- _STATED EXERCISE_: Retype all of the records below word for word, omitting the pictures.

- _DATA ENTRIES_:

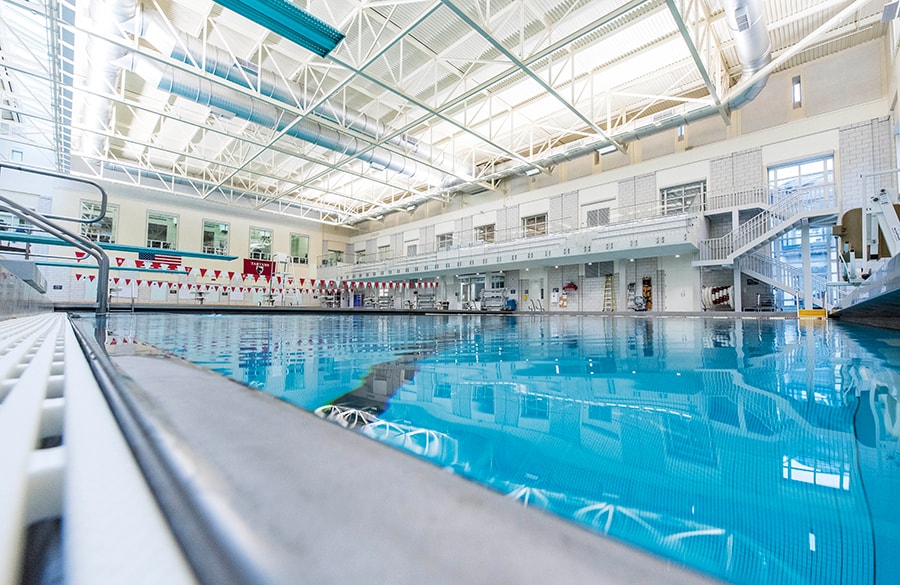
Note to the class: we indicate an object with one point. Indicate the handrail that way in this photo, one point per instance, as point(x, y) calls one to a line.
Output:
point(73, 239)
point(809, 199)
point(103, 196)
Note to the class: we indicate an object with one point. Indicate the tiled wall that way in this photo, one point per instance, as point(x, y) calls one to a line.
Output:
point(866, 147)
point(18, 299)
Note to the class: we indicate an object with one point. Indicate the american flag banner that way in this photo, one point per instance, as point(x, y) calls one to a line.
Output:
point(161, 258)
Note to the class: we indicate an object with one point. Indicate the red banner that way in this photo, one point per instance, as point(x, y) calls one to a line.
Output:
point(259, 267)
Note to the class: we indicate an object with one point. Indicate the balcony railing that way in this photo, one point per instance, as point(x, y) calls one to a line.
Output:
point(770, 221)
point(527, 242)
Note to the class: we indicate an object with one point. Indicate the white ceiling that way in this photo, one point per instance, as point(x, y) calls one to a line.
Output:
point(419, 100)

- _EXPECTED ANSWER_:
Note to the class: we indicate an object with one point. Indicate the handrail that way in this photo, one point per instance, as point(x, y) calls one to a line.
Output:
point(73, 239)
point(809, 199)
point(103, 196)
Note to the class: we indicate an object with one point. Indicate the tiled wall that way in this photo, one point per instance, as point(x, y) calls one to a line.
Output:
point(866, 147)
point(18, 299)
Note to the class: we indicate an object with one point. Indicate the american flag banner that way in this photo, one point per instance, as point(x, y) calls one to a line.
Output:
point(161, 258)
Note to the class: we indicate an object with one point. Indicate the red banner that way in this photo, one point per instance, as point(x, y) calls one to a line.
Output:
point(259, 267)
Note to the class: we indicate an object with one point. Indicate the balcony railing that way in this photo, one point per instance, as point(x, y) calls one to a line.
Output:
point(770, 221)
point(527, 242)
Note to the class: we indicate an object with one point. Indicate the white ceiling that way in this photo, one point per instance, as point(x, y) calls one to a line.
Output:
point(419, 100)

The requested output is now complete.